#### Work to be completed:
All of the lines below should be copied word for word.

#### Dataset excerpts:
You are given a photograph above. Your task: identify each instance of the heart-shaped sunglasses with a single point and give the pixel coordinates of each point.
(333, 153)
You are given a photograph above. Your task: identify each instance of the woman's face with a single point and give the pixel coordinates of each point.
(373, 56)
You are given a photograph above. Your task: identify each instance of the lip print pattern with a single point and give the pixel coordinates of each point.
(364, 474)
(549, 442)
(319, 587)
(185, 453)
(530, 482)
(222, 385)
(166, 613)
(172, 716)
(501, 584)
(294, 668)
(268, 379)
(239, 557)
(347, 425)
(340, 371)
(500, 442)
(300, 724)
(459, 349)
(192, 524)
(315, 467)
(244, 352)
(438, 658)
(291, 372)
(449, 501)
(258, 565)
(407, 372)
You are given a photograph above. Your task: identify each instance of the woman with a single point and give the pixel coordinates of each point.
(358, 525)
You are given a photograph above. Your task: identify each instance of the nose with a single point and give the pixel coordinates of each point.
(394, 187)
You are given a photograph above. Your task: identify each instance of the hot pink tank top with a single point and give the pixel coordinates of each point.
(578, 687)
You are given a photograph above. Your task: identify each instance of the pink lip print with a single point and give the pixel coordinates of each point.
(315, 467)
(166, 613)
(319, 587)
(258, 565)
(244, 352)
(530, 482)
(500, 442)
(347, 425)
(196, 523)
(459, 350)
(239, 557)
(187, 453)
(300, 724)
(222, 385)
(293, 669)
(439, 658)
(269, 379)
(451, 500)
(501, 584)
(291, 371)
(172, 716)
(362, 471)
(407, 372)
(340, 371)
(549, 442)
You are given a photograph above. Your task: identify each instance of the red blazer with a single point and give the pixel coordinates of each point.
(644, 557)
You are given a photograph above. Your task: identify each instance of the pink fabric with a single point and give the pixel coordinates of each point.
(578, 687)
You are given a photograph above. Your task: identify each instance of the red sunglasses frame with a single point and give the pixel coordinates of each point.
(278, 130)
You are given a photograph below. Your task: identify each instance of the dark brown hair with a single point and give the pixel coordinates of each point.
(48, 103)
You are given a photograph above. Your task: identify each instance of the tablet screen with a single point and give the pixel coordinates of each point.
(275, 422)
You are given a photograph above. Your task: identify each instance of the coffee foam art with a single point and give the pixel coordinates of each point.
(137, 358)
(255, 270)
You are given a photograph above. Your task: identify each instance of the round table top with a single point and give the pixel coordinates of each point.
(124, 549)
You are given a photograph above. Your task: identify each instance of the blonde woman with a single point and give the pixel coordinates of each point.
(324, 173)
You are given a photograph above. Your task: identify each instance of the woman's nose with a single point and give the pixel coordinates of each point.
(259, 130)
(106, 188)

#### Output for this exercise:
You are given a photograph above. Your task: identify each instance of the heart-shaped sunglasses with a single point and give the pixel coordinates of each point.
(333, 153)
You are given a photograph above. Your task: identify each instance of the woman's face with a single point and give the pixel coordinates of each point.
(373, 56)
You are given a photograph above. Your task: identify each instance of the lip print pattern with a single point and give the pixel coordinates of each point.
(364, 474)
(549, 442)
(319, 587)
(185, 453)
(530, 482)
(222, 385)
(166, 613)
(172, 716)
(501, 584)
(294, 668)
(268, 379)
(239, 557)
(347, 425)
(340, 371)
(500, 442)
(300, 724)
(459, 349)
(192, 524)
(315, 467)
(244, 352)
(438, 658)
(291, 372)
(449, 501)
(258, 565)
(407, 372)
You are given a photograph above. Your task: identify each instance of the woman with a single point and give the pixel coordinates of each point.
(358, 525)
You are given a photograph above. Your task: identify each instance of the nose with a single point and give the pixel coordinates of each point.
(394, 187)
You are given a photograph above. Your task: identify each instance of the hot pink tank top with a single point and give the pixel coordinates of each point.
(578, 687)
You are given a photograph above. Your task: identify each instance of the pink lip print with a single point and give the pixel coordinates of each point.
(315, 467)
(166, 613)
(319, 587)
(258, 565)
(244, 352)
(530, 482)
(500, 442)
(347, 425)
(196, 523)
(459, 350)
(239, 557)
(187, 453)
(300, 724)
(222, 385)
(293, 669)
(439, 658)
(269, 379)
(451, 500)
(501, 584)
(291, 371)
(172, 716)
(362, 471)
(407, 372)
(340, 371)
(549, 442)
You are given a photograph above. Your task: identify each instance of the red blazer with a single point and give the pixel coordinates of each point.
(644, 557)
You are given a photograph above. Your task: identify each instance of the pink fabric with a single point and give the pixel coordinates of each point.
(578, 687)
You are given a photograph above. Your task: identify each instance of the red sunglasses frame with a single point and give the pixel coordinates of each point.
(278, 130)
You are given a photograph below. Your task: identify each instance of the dark brown hair with a single point and give the pixel coordinates of each point.
(48, 103)
You are given a photograph above. Your task: identify each instance of the tablet screen with a single point and give the pixel coordinates of each point.
(275, 422)
You are given a photograph above. Your task: identify each instance of the coffee foam art with a single point and give the pixel coordinates of each point.
(137, 358)
(255, 270)
You are given a photograph above. Your task: identify each instance of the round table top with a single point and give the pixel coordinates of each point.
(124, 549)
You are given a photograph above. Your task: identify each instance of the blonde woman with a single point and give the pixel coordinates of each point.
(324, 173)
You are given a photograph above. Your task: identify each instance of the woman's nose with a single point and give the pixel coordinates of each point.
(259, 130)
(106, 188)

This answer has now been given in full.